● **Given request**
Please copy out the lines below exactly as they appear, starting at the first line of the entries and ending at the line that contains "214 123 L 224", with both of those lines included.

● **Provided records**
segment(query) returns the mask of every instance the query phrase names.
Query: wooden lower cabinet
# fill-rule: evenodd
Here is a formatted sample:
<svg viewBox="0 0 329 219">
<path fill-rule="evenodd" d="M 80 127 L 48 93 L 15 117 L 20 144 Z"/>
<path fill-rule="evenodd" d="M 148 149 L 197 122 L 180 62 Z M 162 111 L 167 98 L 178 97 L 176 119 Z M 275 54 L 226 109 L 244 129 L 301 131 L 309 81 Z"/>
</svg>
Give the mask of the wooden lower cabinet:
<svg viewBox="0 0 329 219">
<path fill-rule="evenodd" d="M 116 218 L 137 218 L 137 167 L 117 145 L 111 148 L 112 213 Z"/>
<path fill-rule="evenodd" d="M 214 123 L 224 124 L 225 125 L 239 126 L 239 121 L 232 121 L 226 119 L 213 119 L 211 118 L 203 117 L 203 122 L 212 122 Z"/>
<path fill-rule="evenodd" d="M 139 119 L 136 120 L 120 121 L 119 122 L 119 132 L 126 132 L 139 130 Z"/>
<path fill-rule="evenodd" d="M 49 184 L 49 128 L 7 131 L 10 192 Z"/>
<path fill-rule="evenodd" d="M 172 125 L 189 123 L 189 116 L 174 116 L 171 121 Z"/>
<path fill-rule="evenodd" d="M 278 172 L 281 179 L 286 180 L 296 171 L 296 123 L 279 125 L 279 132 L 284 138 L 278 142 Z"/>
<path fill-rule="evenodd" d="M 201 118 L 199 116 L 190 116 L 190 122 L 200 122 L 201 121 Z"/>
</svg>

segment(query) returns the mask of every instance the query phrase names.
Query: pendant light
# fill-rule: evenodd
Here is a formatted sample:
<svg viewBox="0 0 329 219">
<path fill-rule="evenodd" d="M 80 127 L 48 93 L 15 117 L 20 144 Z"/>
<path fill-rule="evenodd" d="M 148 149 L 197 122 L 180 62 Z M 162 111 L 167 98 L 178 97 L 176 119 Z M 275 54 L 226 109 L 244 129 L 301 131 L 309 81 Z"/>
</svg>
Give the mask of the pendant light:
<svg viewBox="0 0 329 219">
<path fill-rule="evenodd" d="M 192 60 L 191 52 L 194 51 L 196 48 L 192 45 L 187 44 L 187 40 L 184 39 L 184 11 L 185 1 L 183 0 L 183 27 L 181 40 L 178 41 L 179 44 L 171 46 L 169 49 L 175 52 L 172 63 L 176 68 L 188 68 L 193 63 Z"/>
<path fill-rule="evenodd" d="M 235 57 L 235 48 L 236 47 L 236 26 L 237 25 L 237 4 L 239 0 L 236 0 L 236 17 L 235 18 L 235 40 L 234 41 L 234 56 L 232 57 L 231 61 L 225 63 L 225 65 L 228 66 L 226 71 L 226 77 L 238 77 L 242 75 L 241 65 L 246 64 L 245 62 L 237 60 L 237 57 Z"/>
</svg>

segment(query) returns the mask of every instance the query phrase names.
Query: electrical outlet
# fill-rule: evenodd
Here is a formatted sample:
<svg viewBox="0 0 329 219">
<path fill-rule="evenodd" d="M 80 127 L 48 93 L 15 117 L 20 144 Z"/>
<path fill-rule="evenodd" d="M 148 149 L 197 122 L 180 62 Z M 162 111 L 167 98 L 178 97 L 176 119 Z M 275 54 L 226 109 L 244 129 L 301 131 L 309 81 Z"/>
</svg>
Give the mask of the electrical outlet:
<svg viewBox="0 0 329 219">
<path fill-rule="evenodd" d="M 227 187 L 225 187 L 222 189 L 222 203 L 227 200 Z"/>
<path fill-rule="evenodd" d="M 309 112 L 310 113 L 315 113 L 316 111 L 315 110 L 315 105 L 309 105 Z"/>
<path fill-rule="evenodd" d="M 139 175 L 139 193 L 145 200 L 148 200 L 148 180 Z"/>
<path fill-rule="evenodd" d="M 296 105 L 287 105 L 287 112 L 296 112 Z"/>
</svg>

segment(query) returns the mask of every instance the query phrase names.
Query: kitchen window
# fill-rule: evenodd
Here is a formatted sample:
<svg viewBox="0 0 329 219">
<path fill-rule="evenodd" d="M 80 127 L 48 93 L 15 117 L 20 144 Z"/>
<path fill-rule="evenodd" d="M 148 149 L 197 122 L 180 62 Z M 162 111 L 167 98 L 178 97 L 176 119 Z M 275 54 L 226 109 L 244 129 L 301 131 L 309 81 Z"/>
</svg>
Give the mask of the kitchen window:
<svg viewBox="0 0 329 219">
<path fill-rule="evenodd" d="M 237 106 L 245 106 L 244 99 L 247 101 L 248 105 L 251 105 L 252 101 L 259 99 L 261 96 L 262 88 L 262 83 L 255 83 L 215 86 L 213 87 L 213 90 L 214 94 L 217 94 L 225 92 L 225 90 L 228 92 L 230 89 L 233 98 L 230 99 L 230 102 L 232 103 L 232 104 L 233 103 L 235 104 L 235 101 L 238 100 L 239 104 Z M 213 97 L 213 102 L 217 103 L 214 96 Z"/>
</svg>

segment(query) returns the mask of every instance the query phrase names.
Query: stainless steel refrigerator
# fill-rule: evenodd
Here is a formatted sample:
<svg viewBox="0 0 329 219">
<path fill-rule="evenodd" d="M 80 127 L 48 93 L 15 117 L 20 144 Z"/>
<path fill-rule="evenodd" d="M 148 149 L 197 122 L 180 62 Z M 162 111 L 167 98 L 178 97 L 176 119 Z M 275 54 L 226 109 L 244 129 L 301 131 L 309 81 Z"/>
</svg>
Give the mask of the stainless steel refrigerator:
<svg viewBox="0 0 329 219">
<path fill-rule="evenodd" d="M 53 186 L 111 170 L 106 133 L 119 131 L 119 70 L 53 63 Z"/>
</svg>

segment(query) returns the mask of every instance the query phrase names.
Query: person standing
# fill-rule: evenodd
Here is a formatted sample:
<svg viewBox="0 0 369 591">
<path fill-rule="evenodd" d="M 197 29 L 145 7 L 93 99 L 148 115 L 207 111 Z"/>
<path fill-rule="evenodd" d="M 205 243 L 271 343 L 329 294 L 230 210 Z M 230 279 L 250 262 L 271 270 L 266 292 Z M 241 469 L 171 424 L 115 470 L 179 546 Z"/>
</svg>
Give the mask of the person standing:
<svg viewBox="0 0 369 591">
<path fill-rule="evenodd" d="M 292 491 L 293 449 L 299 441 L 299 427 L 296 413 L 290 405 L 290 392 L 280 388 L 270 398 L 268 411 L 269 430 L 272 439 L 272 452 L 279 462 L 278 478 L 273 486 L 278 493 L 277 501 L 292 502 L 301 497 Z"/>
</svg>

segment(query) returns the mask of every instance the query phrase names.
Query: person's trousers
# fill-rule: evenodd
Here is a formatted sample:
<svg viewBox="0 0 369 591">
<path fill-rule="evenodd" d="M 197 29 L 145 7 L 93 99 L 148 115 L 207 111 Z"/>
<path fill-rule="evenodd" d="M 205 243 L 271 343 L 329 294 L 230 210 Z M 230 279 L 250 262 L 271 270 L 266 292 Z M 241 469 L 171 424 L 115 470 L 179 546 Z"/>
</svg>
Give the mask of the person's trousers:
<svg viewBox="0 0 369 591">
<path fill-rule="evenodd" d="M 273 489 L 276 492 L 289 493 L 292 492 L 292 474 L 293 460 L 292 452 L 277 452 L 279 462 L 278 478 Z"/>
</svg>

● **Completed exercise**
segment(query) returns the mask of every instance the query phrase names.
Query: wooden lower cabinet
# fill-rule: evenodd
Here is a formatted sample:
<svg viewBox="0 0 329 219">
<path fill-rule="evenodd" d="M 80 127 L 48 93 L 15 117 L 20 144 Z"/>
<path fill-rule="evenodd" d="M 148 149 L 197 122 L 180 62 Z M 162 111 L 167 98 L 178 97 L 176 119 Z M 275 54 L 226 109 L 244 129 L 301 131 L 309 81 Z"/>
</svg>
Give the mask of the wooden lower cabinet:
<svg viewBox="0 0 329 219">
<path fill-rule="evenodd" d="M 116 218 L 137 218 L 137 167 L 117 145 L 111 148 L 112 213 Z"/>
<path fill-rule="evenodd" d="M 214 123 L 224 124 L 225 125 L 239 126 L 239 121 L 232 121 L 226 119 L 213 119 L 211 118 L 203 117 L 203 122 L 212 122 Z"/>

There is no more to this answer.